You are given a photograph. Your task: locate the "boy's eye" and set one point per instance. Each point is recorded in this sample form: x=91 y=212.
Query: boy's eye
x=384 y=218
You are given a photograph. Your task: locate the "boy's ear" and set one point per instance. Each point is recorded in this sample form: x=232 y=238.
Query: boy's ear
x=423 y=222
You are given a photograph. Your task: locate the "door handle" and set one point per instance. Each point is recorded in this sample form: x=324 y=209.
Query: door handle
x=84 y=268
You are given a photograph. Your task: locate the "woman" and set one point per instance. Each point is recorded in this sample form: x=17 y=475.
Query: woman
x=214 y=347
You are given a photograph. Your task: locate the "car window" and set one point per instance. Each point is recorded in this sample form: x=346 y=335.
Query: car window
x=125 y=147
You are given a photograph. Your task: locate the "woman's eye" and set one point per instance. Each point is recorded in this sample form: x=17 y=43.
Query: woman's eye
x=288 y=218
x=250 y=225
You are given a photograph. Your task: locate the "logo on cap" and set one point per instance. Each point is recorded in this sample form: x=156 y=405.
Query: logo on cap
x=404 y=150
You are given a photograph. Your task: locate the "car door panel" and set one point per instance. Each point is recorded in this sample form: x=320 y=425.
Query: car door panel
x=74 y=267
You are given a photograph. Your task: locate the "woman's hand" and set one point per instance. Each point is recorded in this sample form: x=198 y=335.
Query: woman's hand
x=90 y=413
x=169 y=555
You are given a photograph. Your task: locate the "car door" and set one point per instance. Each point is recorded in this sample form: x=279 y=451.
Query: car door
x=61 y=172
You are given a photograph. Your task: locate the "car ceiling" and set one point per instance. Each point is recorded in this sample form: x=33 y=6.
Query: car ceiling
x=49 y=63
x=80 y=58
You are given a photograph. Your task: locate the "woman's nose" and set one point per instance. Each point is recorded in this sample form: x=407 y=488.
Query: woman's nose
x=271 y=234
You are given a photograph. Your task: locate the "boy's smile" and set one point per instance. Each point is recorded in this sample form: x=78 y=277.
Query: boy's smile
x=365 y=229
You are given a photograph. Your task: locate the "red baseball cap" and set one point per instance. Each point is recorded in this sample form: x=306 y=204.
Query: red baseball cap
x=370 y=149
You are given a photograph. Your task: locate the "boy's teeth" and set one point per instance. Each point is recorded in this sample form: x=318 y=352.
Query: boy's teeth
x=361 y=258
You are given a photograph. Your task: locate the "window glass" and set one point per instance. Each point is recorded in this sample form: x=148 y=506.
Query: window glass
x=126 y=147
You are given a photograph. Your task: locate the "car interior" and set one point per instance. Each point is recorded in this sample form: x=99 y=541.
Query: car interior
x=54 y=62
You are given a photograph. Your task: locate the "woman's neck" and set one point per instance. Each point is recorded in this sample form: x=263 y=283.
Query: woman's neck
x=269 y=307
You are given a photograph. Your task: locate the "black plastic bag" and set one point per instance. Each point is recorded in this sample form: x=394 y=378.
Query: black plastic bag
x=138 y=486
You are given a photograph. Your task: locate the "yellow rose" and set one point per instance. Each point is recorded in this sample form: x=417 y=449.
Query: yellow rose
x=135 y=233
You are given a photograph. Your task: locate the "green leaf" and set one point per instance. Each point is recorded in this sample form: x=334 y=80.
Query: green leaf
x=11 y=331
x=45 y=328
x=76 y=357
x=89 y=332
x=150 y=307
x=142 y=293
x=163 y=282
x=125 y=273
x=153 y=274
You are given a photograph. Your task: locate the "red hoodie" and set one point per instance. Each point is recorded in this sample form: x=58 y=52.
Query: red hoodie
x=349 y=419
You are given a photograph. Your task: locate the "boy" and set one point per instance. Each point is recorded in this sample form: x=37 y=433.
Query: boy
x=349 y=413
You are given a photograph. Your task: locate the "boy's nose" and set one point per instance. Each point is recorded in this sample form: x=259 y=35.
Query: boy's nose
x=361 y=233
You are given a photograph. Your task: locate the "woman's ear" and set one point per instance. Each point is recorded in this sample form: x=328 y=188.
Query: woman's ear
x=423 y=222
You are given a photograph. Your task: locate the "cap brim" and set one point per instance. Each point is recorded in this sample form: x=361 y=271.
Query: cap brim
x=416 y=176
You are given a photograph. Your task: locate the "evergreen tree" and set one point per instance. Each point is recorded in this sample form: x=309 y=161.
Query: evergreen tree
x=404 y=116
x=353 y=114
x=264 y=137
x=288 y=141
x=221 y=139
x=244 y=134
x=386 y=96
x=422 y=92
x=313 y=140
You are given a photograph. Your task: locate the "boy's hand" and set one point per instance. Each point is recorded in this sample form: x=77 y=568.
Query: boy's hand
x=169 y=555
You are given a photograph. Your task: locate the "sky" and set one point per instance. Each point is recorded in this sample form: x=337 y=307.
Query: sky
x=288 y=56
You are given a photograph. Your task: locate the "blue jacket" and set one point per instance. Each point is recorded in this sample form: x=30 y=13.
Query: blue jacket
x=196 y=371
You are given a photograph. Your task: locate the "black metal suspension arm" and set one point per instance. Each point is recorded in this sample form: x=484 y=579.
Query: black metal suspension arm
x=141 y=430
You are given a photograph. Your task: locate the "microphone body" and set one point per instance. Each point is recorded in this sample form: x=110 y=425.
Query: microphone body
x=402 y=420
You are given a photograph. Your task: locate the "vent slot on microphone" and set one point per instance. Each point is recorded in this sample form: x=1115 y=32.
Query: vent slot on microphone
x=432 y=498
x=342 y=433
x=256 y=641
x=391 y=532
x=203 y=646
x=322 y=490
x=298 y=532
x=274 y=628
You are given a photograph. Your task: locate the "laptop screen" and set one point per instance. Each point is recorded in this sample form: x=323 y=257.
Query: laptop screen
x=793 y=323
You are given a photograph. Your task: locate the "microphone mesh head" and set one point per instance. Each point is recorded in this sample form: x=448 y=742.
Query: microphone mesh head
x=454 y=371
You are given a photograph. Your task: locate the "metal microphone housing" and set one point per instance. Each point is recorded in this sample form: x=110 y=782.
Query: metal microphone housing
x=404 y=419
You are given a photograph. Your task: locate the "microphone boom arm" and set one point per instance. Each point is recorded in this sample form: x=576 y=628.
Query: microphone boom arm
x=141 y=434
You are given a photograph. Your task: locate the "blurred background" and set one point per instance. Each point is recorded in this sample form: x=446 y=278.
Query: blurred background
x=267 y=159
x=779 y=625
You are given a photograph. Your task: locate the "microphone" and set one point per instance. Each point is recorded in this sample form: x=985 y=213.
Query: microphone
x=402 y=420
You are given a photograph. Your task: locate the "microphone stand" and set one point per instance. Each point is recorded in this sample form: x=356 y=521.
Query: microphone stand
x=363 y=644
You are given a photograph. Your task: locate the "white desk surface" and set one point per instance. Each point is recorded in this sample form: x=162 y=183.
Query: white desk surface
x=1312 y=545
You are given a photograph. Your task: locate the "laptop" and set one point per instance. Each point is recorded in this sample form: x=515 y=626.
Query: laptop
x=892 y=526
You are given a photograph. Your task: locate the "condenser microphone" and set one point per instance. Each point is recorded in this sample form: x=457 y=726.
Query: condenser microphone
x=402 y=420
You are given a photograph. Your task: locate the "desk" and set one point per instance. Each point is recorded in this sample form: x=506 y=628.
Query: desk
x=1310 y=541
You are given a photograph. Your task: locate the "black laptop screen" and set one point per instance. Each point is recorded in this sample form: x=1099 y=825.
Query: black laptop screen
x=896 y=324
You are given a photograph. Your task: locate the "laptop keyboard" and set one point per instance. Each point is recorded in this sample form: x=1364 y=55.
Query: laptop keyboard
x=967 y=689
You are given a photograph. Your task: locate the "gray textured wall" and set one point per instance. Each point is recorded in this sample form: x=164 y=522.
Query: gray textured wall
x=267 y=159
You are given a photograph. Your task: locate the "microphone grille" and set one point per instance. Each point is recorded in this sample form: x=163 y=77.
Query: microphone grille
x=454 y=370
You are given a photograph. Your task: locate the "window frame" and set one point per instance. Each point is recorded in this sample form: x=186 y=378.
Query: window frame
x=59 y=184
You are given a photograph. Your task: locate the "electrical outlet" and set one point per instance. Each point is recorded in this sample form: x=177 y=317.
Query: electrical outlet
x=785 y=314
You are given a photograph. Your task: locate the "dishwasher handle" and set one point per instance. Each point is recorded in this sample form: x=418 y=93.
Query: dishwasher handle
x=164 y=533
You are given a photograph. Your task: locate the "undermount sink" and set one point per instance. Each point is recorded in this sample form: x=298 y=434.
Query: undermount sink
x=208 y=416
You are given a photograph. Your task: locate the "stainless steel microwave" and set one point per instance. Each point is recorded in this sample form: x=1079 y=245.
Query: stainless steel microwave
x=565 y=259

YOUR GOAL: Copy the entries word for word, starting at the very first line and ending at the line that contains "x=250 y=225", with both of those lines included.

THE ANSWER:
You are given a photograph. Your task: locate the "boy's eye" and set one point per instance. Each point is recorded in this sample form: x=91 y=212.
Query: boy's eye
x=384 y=218
You are given a photograph. Your task: locate the "boy's ear" and set one point per instance. Each point is recorded in this sample form: x=232 y=238.
Query: boy's ear
x=423 y=222
You are given a photograph. Your task: locate the "door handle" and set one point per instance. Each point is recorded in this sample form: x=324 y=209.
Query: door handle
x=84 y=268
You are given a photograph. Your task: locate the "woman" and set one point per instance. Each point is recorded in this sample form: x=17 y=475.
Query: woman
x=214 y=347
You are given a photograph. Your task: locate the "car window" and set one point per instance. Each point is recorded in this sample form: x=346 y=335.
Query: car window
x=125 y=147
You are given a photograph. Your task: locate the "woman's eye" and set one point per instance. Each point is recorded in this sample form: x=17 y=43.
Query: woman's eye
x=288 y=218
x=250 y=225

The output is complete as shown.